PASSAGE SHOWN

──────────────────────────────

SECTION 2. Representations and Warranties. To induce the other parties hereto to enter into this Amendment, each of Holdings, the Borrower and the Canadian Borrower represents and warrants to the Administrative Agent and each of the Lenders (including the Additional Lenders) that, as of the First Amendment Effective Date:
(a) This Amendment has been duly authorized, executed and delivered by each of Holdings, the Borrower and the Canadian Borrower, and each of (i) the Credit Agreement, as amended hereby, and (ii) this Amendment, constitutes a legal, valid and binding obligation of each of Holdings, the Borrower and the Canadian Borrower enforceable in accordance with its terms, except as the enforceability thereof may be limited by bankruptcy, insolvency or similar laws affecting creditors’ rights generally and subject to general principles of equity.

──────────────────────────────

Dataset excerpt
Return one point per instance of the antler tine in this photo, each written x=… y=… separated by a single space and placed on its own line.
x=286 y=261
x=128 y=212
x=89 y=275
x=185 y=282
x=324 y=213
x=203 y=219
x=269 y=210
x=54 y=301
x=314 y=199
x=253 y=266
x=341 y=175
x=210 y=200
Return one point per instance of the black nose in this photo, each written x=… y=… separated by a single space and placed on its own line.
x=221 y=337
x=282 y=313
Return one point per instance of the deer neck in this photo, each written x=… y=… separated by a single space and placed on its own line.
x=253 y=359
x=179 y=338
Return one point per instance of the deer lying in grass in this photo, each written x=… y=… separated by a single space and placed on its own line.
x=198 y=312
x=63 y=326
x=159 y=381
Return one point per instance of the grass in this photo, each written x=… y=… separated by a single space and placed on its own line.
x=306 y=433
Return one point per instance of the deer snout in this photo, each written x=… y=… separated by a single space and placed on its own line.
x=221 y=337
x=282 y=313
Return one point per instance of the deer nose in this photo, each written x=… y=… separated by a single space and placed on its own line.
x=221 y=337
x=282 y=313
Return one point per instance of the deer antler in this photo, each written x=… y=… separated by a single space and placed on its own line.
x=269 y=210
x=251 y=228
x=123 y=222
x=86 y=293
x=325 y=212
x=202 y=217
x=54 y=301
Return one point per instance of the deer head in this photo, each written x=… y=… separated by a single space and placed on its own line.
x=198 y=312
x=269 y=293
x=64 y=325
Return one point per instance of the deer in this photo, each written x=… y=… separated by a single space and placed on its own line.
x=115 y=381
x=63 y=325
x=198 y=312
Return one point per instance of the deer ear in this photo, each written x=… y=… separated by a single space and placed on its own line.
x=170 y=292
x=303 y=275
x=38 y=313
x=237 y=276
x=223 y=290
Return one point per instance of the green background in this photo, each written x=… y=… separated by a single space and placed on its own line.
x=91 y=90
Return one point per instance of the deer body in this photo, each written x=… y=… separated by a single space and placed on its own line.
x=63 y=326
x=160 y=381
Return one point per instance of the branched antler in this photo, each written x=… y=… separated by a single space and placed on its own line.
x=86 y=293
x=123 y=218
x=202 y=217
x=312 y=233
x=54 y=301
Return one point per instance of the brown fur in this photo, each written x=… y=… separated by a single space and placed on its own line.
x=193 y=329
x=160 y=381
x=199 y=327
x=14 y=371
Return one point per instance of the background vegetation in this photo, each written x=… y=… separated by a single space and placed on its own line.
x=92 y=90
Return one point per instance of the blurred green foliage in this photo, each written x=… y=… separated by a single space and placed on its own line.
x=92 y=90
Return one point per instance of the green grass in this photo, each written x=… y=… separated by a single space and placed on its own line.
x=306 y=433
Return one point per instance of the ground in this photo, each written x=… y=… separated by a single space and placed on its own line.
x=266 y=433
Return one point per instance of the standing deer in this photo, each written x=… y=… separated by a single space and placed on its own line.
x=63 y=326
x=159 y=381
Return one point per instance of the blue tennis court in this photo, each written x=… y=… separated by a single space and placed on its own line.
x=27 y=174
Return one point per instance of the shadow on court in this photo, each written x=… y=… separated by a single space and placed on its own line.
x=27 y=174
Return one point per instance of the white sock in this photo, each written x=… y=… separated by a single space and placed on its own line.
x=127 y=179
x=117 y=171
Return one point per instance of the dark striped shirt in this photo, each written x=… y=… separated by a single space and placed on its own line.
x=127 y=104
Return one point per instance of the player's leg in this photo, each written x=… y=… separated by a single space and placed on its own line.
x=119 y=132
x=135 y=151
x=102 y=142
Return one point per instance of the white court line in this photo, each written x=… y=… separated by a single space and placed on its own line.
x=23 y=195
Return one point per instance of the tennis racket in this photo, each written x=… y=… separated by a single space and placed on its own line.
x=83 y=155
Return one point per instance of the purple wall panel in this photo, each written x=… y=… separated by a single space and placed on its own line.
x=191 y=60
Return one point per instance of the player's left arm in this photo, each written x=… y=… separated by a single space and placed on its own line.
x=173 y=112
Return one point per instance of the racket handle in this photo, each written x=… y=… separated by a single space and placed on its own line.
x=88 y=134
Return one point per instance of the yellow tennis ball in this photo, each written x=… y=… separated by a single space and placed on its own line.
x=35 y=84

──────────────────────────────

GOAL 1
According to the representations and warranties section, as of what date do Holdings, the Borrower and the Canadian Borrower make their representations?
GOAL 2
Carry on the representations and warranties section from the point where it stops.
Nothing in the dataset excerpt is needed here.

EXPECTED ANSWER 1
As of the First Amendment Effective Date.

EXPECTED ANSWER 2
(b) The representations and warranties set forth in Section 8 of the Credit Agreement are, both prior to and after giving effect to this Amendment, true and correct in all material respects on and as of the First Amendment Effective Date with the same effect as though made on and as of the First Amendment Effective Date, except to the extent such representations and warranties expressly relate to an earlier date (in which case such representations and warranties were true and correct in all material respects as of such earlier date).
(c) No Default or Event of Default has occurred and is continuing.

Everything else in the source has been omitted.